start SOURCE MATERIAL

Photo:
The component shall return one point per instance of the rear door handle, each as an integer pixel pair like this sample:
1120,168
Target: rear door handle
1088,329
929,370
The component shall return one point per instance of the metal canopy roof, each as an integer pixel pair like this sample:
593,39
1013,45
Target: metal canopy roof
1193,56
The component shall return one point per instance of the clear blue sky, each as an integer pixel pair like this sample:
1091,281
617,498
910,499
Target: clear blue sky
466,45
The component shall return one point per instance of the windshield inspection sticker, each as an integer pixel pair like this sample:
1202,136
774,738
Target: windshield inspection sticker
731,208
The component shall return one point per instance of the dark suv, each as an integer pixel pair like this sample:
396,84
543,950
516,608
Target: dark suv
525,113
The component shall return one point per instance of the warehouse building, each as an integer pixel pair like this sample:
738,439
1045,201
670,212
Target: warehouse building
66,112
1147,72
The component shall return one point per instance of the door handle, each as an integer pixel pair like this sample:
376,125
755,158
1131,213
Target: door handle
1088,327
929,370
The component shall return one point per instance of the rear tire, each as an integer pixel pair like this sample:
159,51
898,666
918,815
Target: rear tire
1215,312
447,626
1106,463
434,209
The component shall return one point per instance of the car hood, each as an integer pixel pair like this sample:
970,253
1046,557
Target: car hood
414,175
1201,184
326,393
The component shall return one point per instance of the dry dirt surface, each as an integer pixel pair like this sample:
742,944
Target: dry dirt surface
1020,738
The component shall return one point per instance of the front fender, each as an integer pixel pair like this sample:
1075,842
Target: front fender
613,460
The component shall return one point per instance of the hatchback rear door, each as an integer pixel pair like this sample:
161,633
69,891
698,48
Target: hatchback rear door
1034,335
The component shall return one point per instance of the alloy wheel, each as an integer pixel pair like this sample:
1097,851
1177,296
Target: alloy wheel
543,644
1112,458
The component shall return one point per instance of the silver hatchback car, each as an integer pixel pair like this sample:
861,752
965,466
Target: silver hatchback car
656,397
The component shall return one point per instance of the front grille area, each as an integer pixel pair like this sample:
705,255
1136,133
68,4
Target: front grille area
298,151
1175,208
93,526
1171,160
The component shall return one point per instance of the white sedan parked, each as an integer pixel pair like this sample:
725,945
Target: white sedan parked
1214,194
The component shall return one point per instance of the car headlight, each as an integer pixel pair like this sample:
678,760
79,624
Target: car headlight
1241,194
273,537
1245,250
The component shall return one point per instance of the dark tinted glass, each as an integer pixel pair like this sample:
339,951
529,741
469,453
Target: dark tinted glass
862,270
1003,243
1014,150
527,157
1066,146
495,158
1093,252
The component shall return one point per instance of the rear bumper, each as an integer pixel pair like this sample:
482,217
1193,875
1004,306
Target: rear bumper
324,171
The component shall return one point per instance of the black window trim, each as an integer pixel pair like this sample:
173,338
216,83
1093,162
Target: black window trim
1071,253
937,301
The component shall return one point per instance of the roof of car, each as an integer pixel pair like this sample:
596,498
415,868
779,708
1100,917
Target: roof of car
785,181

end SOURCE MATERIAL

-- WORK REQUIRED --
Reproduce all of the entries above, substituting "example" for every occurrence of "sample" and changing nothing else.

-- TASK SOLUTION --
Photo:
The component shall return one point per instance of the rear door handle, each as an integer pixel pair like this example:
1120,168
Target: rear door handle
1088,329
929,370
The component shall return one point per instance of the metal canopy roof, each as an integer pixel pair like this example:
593,39
1013,45
Target: metal canopy roof
1193,56
The component shall return one point per instance of the clear blue sky, each as an integer pixel pair like this example:
1091,281
617,498
910,499
Target: clear blue sky
466,45
The component shall return one point per instance of the windshield inspection sticker, each as an integer pixel pair like this example:
1202,136
774,738
Target: windshield inspection sticker
731,208
The component shall return one point per instance of the dark suv, each as an integer pixel pair like this example:
396,84
543,950
516,608
Target: dark suv
525,113
The component shall return one point per instance of the warehouse building, each as an integer pixel pair like this example:
738,439
1045,201
670,212
Target: warehouse building
66,112
1147,72
The component shall return one point per instance of the door handle, each as an integer pixel pair like this example:
376,125
755,158
1131,213
Target: door handle
1088,327
929,370
The component shall return one point per instance of the rear tire, each as an integer pixel pair like this example:
159,51
898,666
918,815
Target: rear tire
1215,312
447,626
1106,463
434,209
The component shall return one point per instance of the car hood, each as an integer pixel pair like this example:
970,253
1046,557
Target: car hood
414,175
1201,184
326,393
The component shall return one point per instance of the dry dirt surface, each as an integer pixel pair like this example:
742,944
Target: dry dirt surface
1020,738
The component shall return one point per instance of the front fender, each as an integer pixel pair like this example:
1075,842
Target: front fender
613,460
The component shall return one point per instance of the hatchback rear door, each as an integer pixel pair like this example:
161,633
69,891
698,48
Target: hatchback rear door
1034,335
The component shall return one point per instance of the alloy wheel, each as an integer pixel pair like this example:
1097,851
1177,296
Target: alloy wheel
543,644
1112,458
The component shall return one point per instance of the silver hatchback car, each as an integer pixel pair like this example:
861,752
965,466
Target: silver hatchback car
656,397
The component shall return one point per instance of the front grille area, each as an integer pixel pair like this example:
705,255
1136,133
68,4
Target: front grille area
298,151
1175,208
93,526
1171,160
The component shall return one point per instance of the white sedan parked, each as an integer pixel pair like this example:
725,945
Target: white sedan parked
1214,194
The component shall return one point per instance of the car headlight, each as an integer pixel pair like this example:
678,760
79,624
Target: car headlight
1241,194
273,537
1245,250
The component shall return one point per instance of the dark tinted glass, each as an integer pixel pair like this example:
339,951
529,741
469,453
Target: dark tinted glass
862,270
1003,243
1014,150
527,157
1066,146
495,158
1093,252
The component shall return one point per instance of the rear bumper, each as an integer pixel pair like this example:
482,217
1193,875
1004,306
Target: rear bumper
324,171
The component shall return one point per instance of the black window trim, each as an integer pixel pair like this example:
173,338
216,83
1093,162
Target: black window trim
1071,253
937,301
The component shall return one point per instance of the roof of car, each as an integer pixel pair like this example:
596,498
415,868
779,708
1100,917
Target: roof of car
785,181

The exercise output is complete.